What to produce — Please give the number of lines in the material below that contain the string "logo". Case counts, and the reply should be the number alone.

Records to use —
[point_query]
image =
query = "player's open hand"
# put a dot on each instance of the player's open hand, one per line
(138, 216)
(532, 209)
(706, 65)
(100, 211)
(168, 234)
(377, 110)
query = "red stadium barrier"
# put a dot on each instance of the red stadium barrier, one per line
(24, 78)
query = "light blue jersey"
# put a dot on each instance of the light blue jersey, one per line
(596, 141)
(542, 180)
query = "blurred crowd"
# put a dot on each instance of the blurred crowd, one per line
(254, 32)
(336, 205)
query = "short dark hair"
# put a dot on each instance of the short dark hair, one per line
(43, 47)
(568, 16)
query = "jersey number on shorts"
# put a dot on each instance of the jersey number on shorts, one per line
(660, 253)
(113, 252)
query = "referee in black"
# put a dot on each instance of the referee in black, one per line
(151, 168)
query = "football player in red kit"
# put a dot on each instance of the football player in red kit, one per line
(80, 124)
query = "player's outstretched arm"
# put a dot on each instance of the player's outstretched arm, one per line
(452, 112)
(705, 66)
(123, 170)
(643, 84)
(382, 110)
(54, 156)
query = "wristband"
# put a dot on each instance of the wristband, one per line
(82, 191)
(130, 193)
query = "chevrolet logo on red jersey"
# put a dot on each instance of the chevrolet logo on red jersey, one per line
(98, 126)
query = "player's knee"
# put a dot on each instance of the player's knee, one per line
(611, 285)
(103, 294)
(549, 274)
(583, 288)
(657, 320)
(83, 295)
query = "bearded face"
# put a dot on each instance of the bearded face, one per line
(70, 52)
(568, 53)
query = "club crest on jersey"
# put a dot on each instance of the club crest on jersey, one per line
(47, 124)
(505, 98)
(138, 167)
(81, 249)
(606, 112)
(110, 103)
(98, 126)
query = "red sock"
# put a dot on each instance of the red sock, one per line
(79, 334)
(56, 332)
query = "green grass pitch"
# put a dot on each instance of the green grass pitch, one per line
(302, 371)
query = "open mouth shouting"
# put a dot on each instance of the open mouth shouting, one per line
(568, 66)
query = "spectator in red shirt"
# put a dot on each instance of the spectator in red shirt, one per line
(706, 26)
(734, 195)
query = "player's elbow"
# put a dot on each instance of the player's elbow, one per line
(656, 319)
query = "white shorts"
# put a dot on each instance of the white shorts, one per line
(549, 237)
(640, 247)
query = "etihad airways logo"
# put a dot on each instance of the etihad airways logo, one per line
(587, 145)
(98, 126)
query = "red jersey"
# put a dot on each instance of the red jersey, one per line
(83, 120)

The result — 4